TEXT PASSAGE>
_ _ _ _
Whether it’s the office assistant who just gave you directions, the barista who crafted your no-whip no-foam soy latte or the guy who cured your laptop of its crippling virus a day before that big paper of yours was due, Boston University runs in part thanks to the help of work-study students.
BU employs 2,500 students through the Federal Work-Study Program both on campus at offices, schools and facilities and off campus at nonprofit, incorporated community service organizations, according to the Student Employment Office website. On-campus work-study participants work under the supervision of supervisors overseen by the university, while those working off-campus are supervised by their respective non-profit, incorporated organizations.
The program, which is federally subsidized and administered by the university, helps students fund their educational expenses by providing them with access to part-time jobs while attending university. Work-study is a form of financial aid and is awarded through a student aid package based on calculated need.
With recent proposals in Congress geared toward cutting other forms of federal financial aid nationwide, work-study still remains an integral and prominent part of the collegiate financial aid system, and will perhaps become even more so if the federal government cuts funding.
“Given the record budget deficits, it is unlikely that Congress will increase student aid funding by much over the next decade. Instead, there will be greater emphasis on using current funding more effectively,” financial expert Mark Kantrowitz wrote in an article for The Huffington Post.
Generally work-study students work eight to 12 hours per week. Their pay ranges from $8 to $10.25 per hour, according to the BU Office of Financial Assistance.
After receiving the Federal Work-Study Grant in their financial aid package, students can search for a work-study job on the Work-Study Job Board on the Student Link or work with the BU Student Employment Office.
College of Arts and Sciences freshman Michelle Cedeño works as a gallery assistant and greeter at various university art galleries, including the George Sherman Union Gallery and the galleries at 808 Commonwealth Ave. Her duties include watching the exhibits, greeting patrons, answering questions and helping to set up the galleries.
“I am very happy with my job,” Cedeño said. “When I’m there, I get time to myself that I wouldn’t normally get back at some place like Warren Towers, just because I can quietly work on my homework and think about things while I’m working.”
Prior to attending BU, Cedeño worked at the St. Louis Art Museum. Upon filling out a survey listing her interests and work experience the summer before, the university offered her the job as gallery assistant.
Although Cedeño maintains that her work-study job is “a great opportunity,” she said she does not think the process is perfect.
“The one thing I would have changed about the process is that they should not base my job on prior work experience,” she said. “They should have listened to my interests more. I would have preferred to try something new instead of working in art again.”
When asked about her satisfaction with work-study, CAS freshman Lydia Hogan said, “Previous experience didn’t matter much for me as I was offered an on-campus office job doing simple filing, scanning and photocopying. All in all I’d say the work study program is pretty well-organized and I’m fortunate to have found a job through it.”
Hogan, who works as an office assistant in the human resources office, said although her job isn’t exactly thrilling, it is relatively easy to balance with school work and other obligations.
“I can make my own schedule and only work about 10 hours per week. Also, seeing as my job is pretty mindless work, I don’t stress over it and if I really need to call out to study for an exam my boss knows that school comes first,” she said. “I feel fortunate to have a job, as many of my peers are struggling with pocket money.”
Work-study jobs can also contribute to one’s academic experience at BU, students say.
CAS freshman Anna Diorio works as an office assistant in the anthropology department. She said the work she has done this year within the department proved to be an integral factor in convincing her to choose anthropology as a major.
“I get a lot out of my work study job … and working in the department allows me to get to know the professors on a personal level,” Diorio said. “Also, I have direct access to my folder so I know my paperwork gets done, and it is much easier for me to make appointments with my academic adviser. Also, I always know about upcoming events and programs in the department, so I can get even more involved.”
Diorio said she has no problem balancing her school work with her job.
“My supervisors are very understanding and sympathetic to the fact that I am a full-time student with a part-time job, so if I have to call out of work to finish writing a paper, or get some more studying in, it usually isn’t a big deal,” she said. “Also, if it is a slow day at work, I can usually find time to study or do homework at my desk.”
_ _ _ _
(Stored data entries)
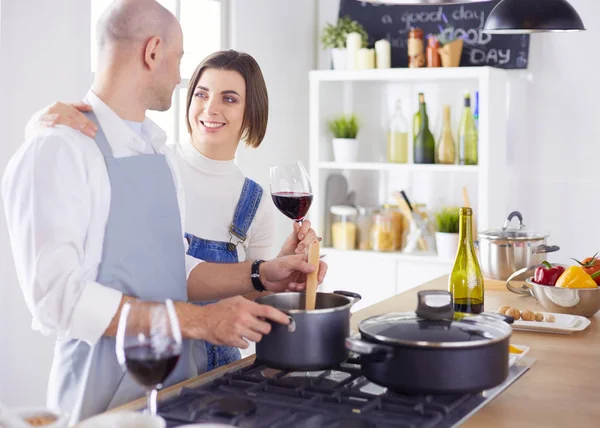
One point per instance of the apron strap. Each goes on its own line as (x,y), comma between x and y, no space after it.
(100,138)
(246,209)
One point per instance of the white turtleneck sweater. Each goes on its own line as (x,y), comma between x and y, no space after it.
(212,191)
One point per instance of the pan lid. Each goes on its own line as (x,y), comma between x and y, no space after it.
(433,326)
(518,234)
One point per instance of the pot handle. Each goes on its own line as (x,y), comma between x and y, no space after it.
(516,214)
(363,347)
(354,296)
(525,289)
(541,249)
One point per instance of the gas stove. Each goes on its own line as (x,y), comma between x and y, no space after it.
(257,396)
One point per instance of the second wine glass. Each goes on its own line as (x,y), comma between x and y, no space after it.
(291,190)
(149,344)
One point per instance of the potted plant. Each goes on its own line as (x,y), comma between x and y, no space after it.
(345,144)
(446,236)
(334,38)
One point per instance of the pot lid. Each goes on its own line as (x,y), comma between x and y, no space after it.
(518,234)
(454,331)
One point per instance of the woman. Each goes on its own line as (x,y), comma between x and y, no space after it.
(227,102)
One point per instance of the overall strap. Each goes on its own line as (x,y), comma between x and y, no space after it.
(246,209)
(100,138)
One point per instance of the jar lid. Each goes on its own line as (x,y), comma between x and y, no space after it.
(343,210)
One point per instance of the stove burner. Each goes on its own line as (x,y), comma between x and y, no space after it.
(354,423)
(232,407)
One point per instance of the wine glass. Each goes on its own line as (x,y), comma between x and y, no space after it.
(291,190)
(149,344)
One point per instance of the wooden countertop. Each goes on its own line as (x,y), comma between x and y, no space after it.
(561,389)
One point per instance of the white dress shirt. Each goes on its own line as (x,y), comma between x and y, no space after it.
(218,184)
(56,193)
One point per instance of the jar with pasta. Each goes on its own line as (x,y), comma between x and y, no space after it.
(343,227)
(383,235)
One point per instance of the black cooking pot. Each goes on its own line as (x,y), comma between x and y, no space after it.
(313,340)
(434,350)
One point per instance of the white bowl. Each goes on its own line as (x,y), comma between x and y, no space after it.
(62,421)
(123,420)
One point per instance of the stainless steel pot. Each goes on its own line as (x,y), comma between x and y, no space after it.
(314,340)
(504,251)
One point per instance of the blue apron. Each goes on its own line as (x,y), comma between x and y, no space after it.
(142,256)
(226,252)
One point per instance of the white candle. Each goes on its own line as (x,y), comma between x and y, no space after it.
(383,50)
(366,59)
(353,44)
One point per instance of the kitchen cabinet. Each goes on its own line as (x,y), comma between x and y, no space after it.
(371,95)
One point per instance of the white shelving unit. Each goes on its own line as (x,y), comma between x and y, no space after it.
(371,94)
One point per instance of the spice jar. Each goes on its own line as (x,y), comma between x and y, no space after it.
(364,224)
(416,48)
(433,56)
(397,224)
(383,235)
(343,227)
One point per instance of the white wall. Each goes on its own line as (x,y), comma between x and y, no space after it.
(44,56)
(280,35)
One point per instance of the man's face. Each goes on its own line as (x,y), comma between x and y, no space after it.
(168,72)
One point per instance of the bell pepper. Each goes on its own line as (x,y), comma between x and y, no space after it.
(591,265)
(547,274)
(576,277)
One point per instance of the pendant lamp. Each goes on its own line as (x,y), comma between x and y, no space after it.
(532,16)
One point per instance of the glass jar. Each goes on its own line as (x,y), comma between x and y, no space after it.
(364,224)
(343,227)
(383,235)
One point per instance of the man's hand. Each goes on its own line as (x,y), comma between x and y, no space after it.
(229,321)
(289,273)
(68,114)
(299,240)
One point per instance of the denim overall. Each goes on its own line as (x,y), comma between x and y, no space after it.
(143,255)
(226,252)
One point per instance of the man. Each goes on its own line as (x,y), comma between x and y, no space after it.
(97,223)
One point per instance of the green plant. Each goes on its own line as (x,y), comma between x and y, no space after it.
(344,127)
(447,220)
(334,35)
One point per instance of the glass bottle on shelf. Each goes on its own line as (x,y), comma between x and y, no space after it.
(398,137)
(424,149)
(445,150)
(467,136)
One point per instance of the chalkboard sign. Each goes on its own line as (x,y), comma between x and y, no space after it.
(394,22)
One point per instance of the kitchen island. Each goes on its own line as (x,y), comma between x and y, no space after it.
(561,389)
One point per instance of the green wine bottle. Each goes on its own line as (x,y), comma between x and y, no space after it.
(466,281)
(424,150)
(467,136)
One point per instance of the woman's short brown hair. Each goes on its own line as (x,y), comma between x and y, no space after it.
(256,111)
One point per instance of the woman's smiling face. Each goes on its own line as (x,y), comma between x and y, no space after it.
(216,112)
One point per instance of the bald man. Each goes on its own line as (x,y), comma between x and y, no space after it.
(97,223)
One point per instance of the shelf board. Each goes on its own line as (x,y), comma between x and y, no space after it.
(404,74)
(384,166)
(393,255)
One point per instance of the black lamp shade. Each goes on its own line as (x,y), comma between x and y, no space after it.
(532,16)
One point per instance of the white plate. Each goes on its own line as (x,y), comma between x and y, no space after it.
(564,324)
(514,358)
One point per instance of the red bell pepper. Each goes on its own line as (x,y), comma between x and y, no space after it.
(547,274)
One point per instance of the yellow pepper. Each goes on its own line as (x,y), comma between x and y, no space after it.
(575,277)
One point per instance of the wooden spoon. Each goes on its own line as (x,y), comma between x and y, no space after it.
(311,280)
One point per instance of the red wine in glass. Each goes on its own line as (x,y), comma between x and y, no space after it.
(149,344)
(291,190)
(292,204)
(149,368)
_ _ _ _
ACTIVITY> According to the article on Boston University's work-study jobs, how many students does BU employ through the Federal Work-Study Program? The lines above are separate material with no connection to the article.

REPLY TO THE EXERCISE> BU employs 2,500 students through the Federal Work-Study Program.